Collected data entries:
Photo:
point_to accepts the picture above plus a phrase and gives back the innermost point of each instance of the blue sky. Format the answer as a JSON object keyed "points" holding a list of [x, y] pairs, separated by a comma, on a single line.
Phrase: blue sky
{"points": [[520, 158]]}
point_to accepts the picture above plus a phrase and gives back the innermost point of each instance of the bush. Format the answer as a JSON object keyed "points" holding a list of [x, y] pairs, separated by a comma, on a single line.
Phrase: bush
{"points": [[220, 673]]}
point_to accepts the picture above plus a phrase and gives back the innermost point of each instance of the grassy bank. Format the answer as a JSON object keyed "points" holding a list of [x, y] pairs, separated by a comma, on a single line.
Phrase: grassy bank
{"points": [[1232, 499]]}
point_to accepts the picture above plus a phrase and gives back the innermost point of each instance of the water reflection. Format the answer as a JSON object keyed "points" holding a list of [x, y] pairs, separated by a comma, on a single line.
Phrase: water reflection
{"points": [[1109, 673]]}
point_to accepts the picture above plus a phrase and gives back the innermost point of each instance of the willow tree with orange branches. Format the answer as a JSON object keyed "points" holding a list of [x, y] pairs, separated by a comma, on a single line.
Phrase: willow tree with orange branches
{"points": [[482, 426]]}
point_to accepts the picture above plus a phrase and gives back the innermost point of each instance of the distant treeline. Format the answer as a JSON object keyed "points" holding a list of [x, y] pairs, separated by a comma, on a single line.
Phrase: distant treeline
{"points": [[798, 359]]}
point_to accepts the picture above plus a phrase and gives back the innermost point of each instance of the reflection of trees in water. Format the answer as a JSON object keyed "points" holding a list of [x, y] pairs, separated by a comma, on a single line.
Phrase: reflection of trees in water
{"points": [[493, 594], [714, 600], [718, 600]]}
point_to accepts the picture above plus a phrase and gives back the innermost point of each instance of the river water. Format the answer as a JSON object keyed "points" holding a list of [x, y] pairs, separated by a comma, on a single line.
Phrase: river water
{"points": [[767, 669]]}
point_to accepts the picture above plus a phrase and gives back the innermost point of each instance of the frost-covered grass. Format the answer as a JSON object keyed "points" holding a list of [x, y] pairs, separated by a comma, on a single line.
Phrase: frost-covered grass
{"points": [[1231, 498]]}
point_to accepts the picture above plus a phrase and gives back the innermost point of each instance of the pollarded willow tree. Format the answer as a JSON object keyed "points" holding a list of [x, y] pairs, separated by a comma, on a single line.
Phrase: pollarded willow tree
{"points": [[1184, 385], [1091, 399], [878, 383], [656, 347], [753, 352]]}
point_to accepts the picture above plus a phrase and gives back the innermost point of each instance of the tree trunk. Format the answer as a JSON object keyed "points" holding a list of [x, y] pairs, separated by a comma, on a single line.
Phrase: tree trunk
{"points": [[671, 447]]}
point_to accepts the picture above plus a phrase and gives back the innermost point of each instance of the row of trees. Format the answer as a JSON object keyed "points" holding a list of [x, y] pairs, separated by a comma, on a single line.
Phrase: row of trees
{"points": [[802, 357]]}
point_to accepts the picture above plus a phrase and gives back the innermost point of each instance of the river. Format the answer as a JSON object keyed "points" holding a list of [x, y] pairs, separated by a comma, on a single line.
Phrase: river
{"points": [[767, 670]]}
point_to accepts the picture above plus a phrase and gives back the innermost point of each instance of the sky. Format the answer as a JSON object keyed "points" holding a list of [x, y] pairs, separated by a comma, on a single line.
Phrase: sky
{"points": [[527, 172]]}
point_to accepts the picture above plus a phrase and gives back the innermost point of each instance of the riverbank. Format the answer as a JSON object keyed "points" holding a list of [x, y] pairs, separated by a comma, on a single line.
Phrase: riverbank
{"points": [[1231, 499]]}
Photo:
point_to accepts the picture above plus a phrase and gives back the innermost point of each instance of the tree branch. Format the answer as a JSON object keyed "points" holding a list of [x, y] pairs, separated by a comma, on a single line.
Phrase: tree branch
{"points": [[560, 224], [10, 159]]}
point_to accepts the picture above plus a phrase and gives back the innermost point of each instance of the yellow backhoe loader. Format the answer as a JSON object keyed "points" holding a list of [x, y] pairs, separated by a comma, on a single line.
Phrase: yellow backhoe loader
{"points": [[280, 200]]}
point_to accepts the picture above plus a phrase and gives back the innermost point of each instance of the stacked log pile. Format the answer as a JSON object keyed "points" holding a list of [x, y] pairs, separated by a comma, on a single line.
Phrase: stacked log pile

* _Task to carry out_: Only those lines running from the one containing "of the riverbank." through the last line of the data above are to be copied, exactly, with both ends included.

* _Full answer_:
point_to accepts the picture above plus a phrase and gives back the innermost point of each instance of the riverbank. Format the answer as a JSON object keyed "points" holding a list of [x, y] pairs, separated by a comma, on a single line.
Phrase: riverbank
{"points": [[1231, 499]]}
Photo:
point_to accepts the picture above plus a phrase and gives back the innermost point of each instance of the tree branch. Format the answer as a JSON object keyed "points" holding a list of [x, y] pairs, separated by a comma, on a single line.
Phrase: tree branch
{"points": [[560, 224], [10, 159]]}
point_to accepts the picture above plus a phrase and gives back the innermost point of each instance of the yellow backhoe loader. Format the answer as a JSON object keyed "points" holding a list of [x, y] pairs, separated by a comma, on a single line.
Phrase: yellow backhoe loader
{"points": [[280, 200]]}
point_to accepts the picture above plus a phrase and gives back the innermost point of each instance of the stacked log pile. Format the answer as a JSON object keyed "points" holding a list of [x, y] pairs, separated by a comma, on a single line.
Phrase: stacked log pile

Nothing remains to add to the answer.